╭──

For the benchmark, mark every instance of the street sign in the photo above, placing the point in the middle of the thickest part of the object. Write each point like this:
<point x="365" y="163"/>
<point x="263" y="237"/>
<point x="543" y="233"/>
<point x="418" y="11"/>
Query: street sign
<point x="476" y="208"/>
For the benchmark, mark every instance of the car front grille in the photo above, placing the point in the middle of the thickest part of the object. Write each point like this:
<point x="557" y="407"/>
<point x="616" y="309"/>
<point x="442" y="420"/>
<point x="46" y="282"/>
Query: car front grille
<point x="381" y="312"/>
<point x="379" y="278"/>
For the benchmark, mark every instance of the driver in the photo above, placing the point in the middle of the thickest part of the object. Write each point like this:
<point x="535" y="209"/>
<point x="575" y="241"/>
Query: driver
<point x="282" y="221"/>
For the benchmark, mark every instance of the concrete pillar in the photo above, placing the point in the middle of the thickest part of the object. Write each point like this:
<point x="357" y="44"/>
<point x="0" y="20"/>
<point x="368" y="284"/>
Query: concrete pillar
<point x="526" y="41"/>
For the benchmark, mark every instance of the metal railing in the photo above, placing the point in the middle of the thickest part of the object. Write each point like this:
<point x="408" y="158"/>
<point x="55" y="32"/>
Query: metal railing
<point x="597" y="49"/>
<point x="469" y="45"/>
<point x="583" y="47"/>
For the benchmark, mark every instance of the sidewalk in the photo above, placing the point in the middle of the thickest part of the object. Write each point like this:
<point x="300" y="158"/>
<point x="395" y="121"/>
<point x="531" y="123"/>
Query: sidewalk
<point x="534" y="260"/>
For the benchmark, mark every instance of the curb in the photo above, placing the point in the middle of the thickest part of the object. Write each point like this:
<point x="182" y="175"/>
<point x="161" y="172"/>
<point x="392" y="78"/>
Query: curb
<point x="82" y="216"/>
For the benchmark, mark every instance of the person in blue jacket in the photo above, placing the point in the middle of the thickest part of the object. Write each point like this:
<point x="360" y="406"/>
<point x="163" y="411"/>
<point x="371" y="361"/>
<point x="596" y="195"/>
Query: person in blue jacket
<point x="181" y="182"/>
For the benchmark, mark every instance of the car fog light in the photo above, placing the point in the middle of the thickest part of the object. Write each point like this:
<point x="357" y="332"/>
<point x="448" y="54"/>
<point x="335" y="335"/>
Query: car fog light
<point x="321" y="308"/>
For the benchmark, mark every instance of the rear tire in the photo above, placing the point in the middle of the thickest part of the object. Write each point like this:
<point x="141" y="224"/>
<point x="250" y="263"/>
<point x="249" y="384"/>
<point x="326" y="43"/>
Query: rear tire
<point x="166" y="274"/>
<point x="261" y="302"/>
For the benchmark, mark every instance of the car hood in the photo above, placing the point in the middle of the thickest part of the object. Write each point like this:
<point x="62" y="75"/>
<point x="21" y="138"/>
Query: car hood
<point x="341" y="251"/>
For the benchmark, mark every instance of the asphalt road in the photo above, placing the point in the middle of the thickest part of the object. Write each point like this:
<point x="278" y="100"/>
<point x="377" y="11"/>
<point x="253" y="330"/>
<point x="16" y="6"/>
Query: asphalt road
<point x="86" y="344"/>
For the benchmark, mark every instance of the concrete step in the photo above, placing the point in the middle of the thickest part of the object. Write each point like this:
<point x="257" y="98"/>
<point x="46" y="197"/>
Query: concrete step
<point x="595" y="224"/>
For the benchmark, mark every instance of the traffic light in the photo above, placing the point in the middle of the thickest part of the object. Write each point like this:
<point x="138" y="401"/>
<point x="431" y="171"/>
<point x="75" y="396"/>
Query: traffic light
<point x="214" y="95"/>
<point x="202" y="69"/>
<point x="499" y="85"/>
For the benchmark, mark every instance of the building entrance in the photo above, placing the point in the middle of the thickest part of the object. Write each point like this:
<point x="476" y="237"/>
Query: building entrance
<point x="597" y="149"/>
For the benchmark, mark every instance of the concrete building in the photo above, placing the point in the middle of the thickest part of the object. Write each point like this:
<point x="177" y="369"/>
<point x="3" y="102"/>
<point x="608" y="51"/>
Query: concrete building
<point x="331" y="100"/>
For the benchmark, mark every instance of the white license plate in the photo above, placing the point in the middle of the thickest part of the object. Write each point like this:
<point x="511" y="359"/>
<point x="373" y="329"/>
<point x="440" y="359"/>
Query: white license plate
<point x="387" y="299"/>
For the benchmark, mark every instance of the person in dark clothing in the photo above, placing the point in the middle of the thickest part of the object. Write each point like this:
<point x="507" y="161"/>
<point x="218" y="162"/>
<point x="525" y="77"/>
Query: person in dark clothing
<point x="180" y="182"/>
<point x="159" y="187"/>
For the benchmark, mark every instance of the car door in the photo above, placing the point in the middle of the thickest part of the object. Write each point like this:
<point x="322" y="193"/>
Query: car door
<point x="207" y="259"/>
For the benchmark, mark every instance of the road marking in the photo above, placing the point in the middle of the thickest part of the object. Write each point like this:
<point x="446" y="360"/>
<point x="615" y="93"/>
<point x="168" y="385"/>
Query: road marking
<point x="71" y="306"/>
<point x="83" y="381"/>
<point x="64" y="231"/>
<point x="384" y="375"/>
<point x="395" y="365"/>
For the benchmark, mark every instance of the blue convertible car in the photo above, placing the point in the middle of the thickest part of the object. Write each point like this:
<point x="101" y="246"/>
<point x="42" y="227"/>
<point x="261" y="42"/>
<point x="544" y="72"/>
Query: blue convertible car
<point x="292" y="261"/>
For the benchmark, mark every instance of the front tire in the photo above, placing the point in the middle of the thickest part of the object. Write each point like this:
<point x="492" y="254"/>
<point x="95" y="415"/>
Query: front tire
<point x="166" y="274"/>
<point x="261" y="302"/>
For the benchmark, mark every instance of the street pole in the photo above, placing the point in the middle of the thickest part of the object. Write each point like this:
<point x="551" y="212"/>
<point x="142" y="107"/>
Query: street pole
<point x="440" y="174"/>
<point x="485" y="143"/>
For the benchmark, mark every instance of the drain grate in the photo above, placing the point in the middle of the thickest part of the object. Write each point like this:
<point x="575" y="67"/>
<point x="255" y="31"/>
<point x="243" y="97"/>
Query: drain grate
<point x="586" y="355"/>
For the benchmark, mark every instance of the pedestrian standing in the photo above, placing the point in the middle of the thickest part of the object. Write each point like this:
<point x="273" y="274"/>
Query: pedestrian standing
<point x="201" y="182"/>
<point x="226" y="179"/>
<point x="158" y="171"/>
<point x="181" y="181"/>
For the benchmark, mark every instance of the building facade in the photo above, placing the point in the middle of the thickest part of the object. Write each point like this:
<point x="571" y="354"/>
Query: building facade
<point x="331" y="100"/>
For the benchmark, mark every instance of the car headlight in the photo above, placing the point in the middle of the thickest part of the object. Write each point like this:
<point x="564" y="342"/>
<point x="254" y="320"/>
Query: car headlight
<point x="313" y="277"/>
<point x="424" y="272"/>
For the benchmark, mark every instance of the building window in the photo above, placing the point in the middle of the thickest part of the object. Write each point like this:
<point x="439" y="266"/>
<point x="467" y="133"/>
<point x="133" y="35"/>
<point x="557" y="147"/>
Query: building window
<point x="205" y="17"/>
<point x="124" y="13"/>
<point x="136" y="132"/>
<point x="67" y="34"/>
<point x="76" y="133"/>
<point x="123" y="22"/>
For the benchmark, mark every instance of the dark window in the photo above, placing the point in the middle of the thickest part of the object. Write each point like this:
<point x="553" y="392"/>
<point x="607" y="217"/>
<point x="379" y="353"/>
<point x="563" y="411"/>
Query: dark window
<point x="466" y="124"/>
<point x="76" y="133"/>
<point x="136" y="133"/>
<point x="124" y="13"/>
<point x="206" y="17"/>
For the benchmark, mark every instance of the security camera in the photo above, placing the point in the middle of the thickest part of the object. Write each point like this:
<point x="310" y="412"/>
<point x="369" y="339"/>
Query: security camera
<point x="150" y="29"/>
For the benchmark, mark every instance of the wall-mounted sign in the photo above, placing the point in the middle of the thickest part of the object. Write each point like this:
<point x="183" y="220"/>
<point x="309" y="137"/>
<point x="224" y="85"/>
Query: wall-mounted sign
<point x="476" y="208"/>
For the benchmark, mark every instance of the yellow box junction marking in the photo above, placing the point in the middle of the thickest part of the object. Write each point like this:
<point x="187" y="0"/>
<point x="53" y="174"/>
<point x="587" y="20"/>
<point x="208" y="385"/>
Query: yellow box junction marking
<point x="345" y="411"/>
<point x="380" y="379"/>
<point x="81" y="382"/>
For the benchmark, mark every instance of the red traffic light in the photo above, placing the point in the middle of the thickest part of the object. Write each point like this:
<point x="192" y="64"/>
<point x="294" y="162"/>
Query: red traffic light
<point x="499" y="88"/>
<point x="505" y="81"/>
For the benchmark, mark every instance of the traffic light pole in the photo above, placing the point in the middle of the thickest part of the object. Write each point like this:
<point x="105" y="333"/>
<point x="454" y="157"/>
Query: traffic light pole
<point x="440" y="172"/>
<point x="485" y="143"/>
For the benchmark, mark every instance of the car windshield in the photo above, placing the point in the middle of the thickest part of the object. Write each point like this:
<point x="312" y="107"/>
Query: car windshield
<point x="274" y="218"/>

╰──

_Instruction_: Convert everything from the line containing "For the benchmark, mark every instance of the dark" down to the last line of the items into a JSON array of strings, one string per line, with blank lines omitted.

_Solution to this task_:
[
  "For the benchmark, mark every instance of the dark window in the photo above, placing the point in the middle of the thickest part of the object. Write each point like this:",
  "<point x=\"553\" y=\"392\"/>",
  "<point x=\"607\" y=\"217\"/>",
  "<point x=\"379\" y=\"353\"/>",
  "<point x=\"563\" y=\"411\"/>",
  "Query: dark window",
  "<point x=\"466\" y=\"124\"/>",
  "<point x=\"76\" y=\"133\"/>",
  "<point x=\"136\" y=\"133\"/>",
  "<point x=\"124\" y=\"13\"/>",
  "<point x=\"206\" y=\"17\"/>",
  "For the benchmark, mark every instance of the security camera in the photo above, placing the point in the middle of the thickest part of the object. Write each point like this:",
  "<point x=\"310\" y=\"412\"/>",
  "<point x=\"369\" y=\"339\"/>",
  "Query: security camera",
  "<point x=\"150\" y=\"29\"/>",
  "For the benchmark, mark every instance of the wall-mounted sign in the photo above, placing the point in the middle of the thickest part of the object. Write each point like this:",
  "<point x=\"183\" y=\"220\"/>",
  "<point x=\"309\" y=\"137\"/>",
  "<point x=\"224\" y=\"85\"/>",
  "Query: wall-mounted sign",
  "<point x=\"476\" y=\"208\"/>",
  "For the benchmark, mark every instance of the yellow box junction marking in the photo above, placing the point in the middle of the thickest part of the object. Write each point like this:",
  "<point x=\"187\" y=\"0\"/>",
  "<point x=\"53\" y=\"174\"/>",
  "<point x=\"587\" y=\"20\"/>",
  "<point x=\"208\" y=\"385\"/>",
  "Query: yellow box junction marking",
  "<point x=\"345\" y=\"411\"/>",
  "<point x=\"380\" y=\"379\"/>",
  "<point x=\"81\" y=\"382\"/>",
  "For the benchmark, mark every instance of the red traffic light in the photo above, placing the point in the middle of the thickest part of the object. Write each point like this:",
  "<point x=\"192\" y=\"64\"/>",
  "<point x=\"294\" y=\"162\"/>",
  "Query: red traffic light",
  "<point x=\"499\" y=\"88\"/>",
  "<point x=\"505\" y=\"81\"/>",
  "For the benchmark, mark every instance of the traffic light pole in the photo above, placing the point in the middle of the thickest part of the object. Write each point like this:",
  "<point x=\"105\" y=\"333\"/>",
  "<point x=\"454\" y=\"157\"/>",
  "Query: traffic light pole",
  "<point x=\"440\" y=\"172\"/>",
  "<point x=\"485\" y=\"143\"/>",
  "For the benchmark, mark every instance of the car windshield in the photo above, placing the point in the middle of the thickest part of the object. Write each point like this:",
  "<point x=\"312\" y=\"107\"/>",
  "Query: car windshield",
  "<point x=\"274\" y=\"218\"/>"
]